__Detection examples__

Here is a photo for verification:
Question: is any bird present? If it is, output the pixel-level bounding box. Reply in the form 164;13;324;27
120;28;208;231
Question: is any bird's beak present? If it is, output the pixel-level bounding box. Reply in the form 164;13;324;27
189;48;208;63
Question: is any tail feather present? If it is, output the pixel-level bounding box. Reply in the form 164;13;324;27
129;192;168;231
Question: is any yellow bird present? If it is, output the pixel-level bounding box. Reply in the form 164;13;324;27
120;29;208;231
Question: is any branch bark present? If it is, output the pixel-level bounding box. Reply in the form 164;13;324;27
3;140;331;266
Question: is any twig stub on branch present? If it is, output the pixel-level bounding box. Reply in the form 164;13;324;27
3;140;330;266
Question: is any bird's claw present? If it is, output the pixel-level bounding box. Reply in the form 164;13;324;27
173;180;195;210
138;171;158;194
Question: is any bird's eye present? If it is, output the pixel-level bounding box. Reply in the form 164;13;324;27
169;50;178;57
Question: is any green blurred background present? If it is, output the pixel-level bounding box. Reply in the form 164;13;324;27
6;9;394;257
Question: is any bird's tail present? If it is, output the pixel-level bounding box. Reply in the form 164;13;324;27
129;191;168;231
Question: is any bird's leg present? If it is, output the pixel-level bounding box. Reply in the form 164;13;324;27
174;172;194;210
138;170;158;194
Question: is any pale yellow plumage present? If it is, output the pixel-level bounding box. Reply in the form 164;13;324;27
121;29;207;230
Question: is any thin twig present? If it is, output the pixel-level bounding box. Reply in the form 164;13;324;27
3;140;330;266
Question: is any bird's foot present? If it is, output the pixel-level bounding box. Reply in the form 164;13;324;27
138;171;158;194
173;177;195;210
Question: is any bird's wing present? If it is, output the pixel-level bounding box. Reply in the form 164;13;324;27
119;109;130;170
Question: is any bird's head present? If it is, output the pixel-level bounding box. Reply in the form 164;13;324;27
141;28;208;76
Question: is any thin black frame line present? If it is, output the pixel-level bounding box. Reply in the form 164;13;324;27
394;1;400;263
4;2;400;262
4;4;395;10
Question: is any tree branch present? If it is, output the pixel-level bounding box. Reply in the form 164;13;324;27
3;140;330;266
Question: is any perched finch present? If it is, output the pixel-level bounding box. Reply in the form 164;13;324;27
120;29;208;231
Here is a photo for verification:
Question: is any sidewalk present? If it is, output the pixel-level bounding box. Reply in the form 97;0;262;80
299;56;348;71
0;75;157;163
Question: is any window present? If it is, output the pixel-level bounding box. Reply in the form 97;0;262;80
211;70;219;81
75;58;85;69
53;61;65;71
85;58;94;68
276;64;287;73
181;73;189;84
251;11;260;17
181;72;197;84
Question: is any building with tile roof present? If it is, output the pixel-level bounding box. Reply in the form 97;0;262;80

__PROBLEM STATEMENT__
Starting with the line containing "Question: is any bird's head" and going on through the end of the listing, rewrite every line and offset each bounding-box coordinate in the answers by 123. Keep all other text the same, including the sample reply format.

__SOLVED PROBLEM__
Question: is any bird's head present? If it is, output the pixel-level bounding box. Reply in the form 164;13;324;27
264;151;331;199
Question: is any thin black frame line present? If it is, output the pixel-level bounding box. Reply in the form 164;13;324;27
517;124;523;386
127;125;523;385
127;127;518;133
Question: is any tree branch present? If it is, output the pixel-level bounding box. Reply in the form 164;13;324;27
126;263;453;389
Question: is any perched finch present? If it is, output the pixel-level bounding box. Reply in the form 164;13;324;27
243;152;331;354
Here is a photo for verification:
Question: is any sidewalk present? If it is, output the pixel-level bounding box. Reply in the form 97;0;262;80
422;179;471;194
123;198;280;286
Question: is any window present? If it is, output the pixel-level bounding box. Reply in the form 97;0;262;80
334;193;342;204
198;181;208;192
176;184;188;194
208;181;217;191
399;187;410;196
304;196;312;207
374;134;383;140
304;195;320;207
Question: is any building with tile roof present? If it is, output the pixel-level bounding box. Reply in the form 97;0;262;80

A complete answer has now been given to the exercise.